*** Data records ***

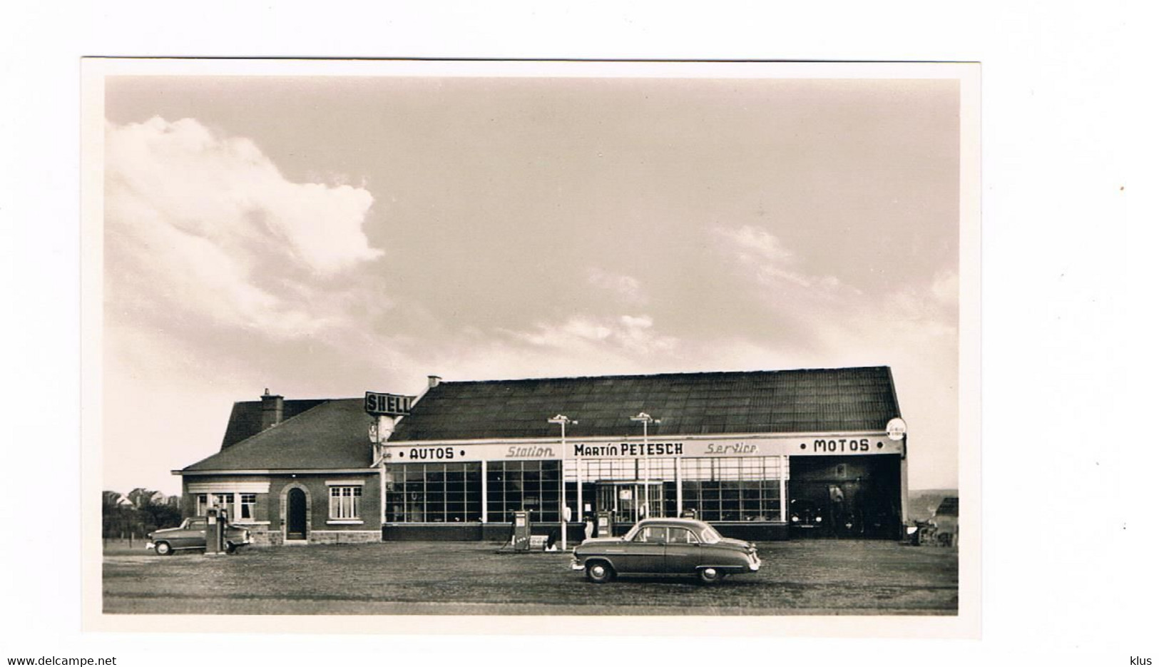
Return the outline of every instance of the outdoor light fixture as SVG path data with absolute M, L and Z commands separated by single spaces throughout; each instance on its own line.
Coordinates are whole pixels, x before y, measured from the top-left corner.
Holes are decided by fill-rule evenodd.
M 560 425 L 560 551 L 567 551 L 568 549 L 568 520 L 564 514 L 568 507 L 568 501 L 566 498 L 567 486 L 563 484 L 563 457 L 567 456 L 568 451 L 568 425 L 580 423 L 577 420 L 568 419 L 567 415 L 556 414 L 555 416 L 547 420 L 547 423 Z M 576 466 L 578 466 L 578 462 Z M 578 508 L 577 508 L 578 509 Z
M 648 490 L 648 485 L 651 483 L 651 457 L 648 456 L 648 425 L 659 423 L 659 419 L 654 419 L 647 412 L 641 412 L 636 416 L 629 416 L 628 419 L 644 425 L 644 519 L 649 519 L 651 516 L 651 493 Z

***
*** Data records ***

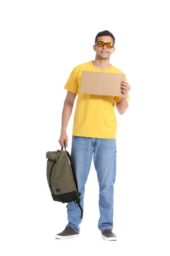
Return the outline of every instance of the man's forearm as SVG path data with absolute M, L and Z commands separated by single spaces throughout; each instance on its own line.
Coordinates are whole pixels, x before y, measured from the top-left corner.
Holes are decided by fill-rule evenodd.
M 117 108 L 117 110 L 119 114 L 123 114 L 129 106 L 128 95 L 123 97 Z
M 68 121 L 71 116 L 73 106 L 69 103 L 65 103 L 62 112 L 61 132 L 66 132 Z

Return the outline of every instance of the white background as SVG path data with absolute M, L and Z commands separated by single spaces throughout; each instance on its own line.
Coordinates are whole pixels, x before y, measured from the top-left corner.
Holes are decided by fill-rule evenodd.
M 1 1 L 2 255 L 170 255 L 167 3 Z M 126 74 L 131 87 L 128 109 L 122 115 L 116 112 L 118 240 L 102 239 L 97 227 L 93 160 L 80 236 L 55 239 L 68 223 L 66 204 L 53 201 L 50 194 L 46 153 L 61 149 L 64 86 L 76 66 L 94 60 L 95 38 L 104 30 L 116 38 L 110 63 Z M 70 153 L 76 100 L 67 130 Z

***

_Written exercise_: Output the rows from the line with "Return the outline of every instance of the white" up to and including the line with "M 1 1 L 2 255", copied without any change.

_Solution_:
Return the outline of every instance of the white background as SVG path data with absolute M, L and Z commands separated by single spaces throughout; each instance on its own line.
Coordinates are whole pixels, x before y, measured from the top-left corner.
Holes are decided by fill-rule evenodd.
M 1 1 L 2 255 L 170 255 L 167 3 Z M 126 74 L 131 87 L 128 109 L 122 115 L 116 112 L 118 240 L 102 239 L 97 227 L 93 160 L 80 236 L 55 239 L 68 223 L 66 204 L 53 201 L 50 194 L 46 153 L 61 149 L 64 86 L 76 66 L 94 60 L 95 38 L 104 30 L 116 38 L 110 63 Z M 70 153 L 76 100 L 67 130 Z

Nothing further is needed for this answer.